*What is expected*
Reproduce the rows below with "rough mask" swapped for "coarse mask" wherever it occurs, leaving all other text unchanged. Omit the pictures from your output.

Stored data:
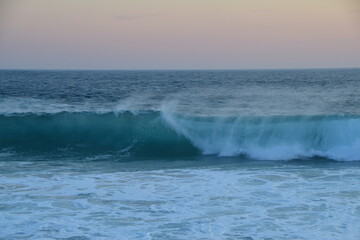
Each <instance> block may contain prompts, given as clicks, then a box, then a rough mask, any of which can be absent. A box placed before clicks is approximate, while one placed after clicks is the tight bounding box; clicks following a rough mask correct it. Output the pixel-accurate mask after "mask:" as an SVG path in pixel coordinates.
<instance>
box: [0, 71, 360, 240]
mask: <svg viewBox="0 0 360 240" xmlns="http://www.w3.org/2000/svg"><path fill="white" fill-rule="evenodd" d="M359 89H360V69H328V70H326V69H323V70H310V69H309V70H261V71H260V70H257V71H255V70H251V71H250V70H249V71H34V70H33V71H25V70H24V71H15V70H2V71H0V239H249V240H250V239H254V240H255V239H268V240H270V239H274V240H275V239H292V240H293V239H324V240H327V239H339V240H340V239H341V240H343V239H359V236H360V202H359V199H360V108H359V106H360V92H359Z"/></svg>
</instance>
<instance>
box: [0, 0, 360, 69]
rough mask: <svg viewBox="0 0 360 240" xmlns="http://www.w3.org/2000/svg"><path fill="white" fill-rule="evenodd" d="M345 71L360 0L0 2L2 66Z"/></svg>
mask: <svg viewBox="0 0 360 240" xmlns="http://www.w3.org/2000/svg"><path fill="white" fill-rule="evenodd" d="M341 67H360V1H359V0H0V68H1V69H268V68H270V69H271V68H341Z"/></svg>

*Answer to the exercise*
Each <instance> block may contain prompts, given as clicks, then a box, then a coarse mask, any of which can be absent. A box placed before clicks is approximate, while one placed after clicks is the tight bounding box; clicks following a coarse mask correct it. Output the pixel-accurate mask after "mask:" as an SVG path in pixel coordinates.
<instance>
box: [0, 71, 360, 240]
mask: <svg viewBox="0 0 360 240" xmlns="http://www.w3.org/2000/svg"><path fill="white" fill-rule="evenodd" d="M359 89H360V69H328V70H326V69H323V70H310V69H309V70H261V71H260V70H257V71H255V70H251V71H250V70H249V71H34V70H33V71H25V70H24V71H15V70H2V71H0V239H249V240H250V239H254V240H255V239H268V240H270V239H274V240H275V239H292V240H293V239H324V240H327V239H339V240H340V239H341V240H343V239H359V236H360V202H359V199H360V108H359V106H360V92H359Z"/></svg>
</instance>
<instance>
box: [0, 0, 360, 69]
coarse mask: <svg viewBox="0 0 360 240" xmlns="http://www.w3.org/2000/svg"><path fill="white" fill-rule="evenodd" d="M345 71L360 0L0 2L2 66Z"/></svg>
mask: <svg viewBox="0 0 360 240" xmlns="http://www.w3.org/2000/svg"><path fill="white" fill-rule="evenodd" d="M341 67H360V1H359V0H0V68H1V69H268V68H270V69H271V68H341Z"/></svg>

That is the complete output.